What is asked:
How many of the lines below contain the string "front", with case counting? Give only the number.

Dataset records:
□ □ □ □
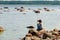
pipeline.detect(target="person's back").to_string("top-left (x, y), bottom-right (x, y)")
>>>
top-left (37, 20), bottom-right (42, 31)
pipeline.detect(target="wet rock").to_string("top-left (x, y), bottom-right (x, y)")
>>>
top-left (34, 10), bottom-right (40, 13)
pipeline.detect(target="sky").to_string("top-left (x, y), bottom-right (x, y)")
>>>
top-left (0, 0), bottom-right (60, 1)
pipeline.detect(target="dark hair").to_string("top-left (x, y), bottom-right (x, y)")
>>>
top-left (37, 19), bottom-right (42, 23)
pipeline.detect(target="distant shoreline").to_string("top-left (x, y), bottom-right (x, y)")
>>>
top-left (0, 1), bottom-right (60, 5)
□ □ □ □
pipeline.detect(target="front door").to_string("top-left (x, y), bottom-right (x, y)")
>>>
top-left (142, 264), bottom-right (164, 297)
□ □ □ □
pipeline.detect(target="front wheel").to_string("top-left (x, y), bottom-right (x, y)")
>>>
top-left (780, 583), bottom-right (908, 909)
□ □ □ □
Solution for this problem:
2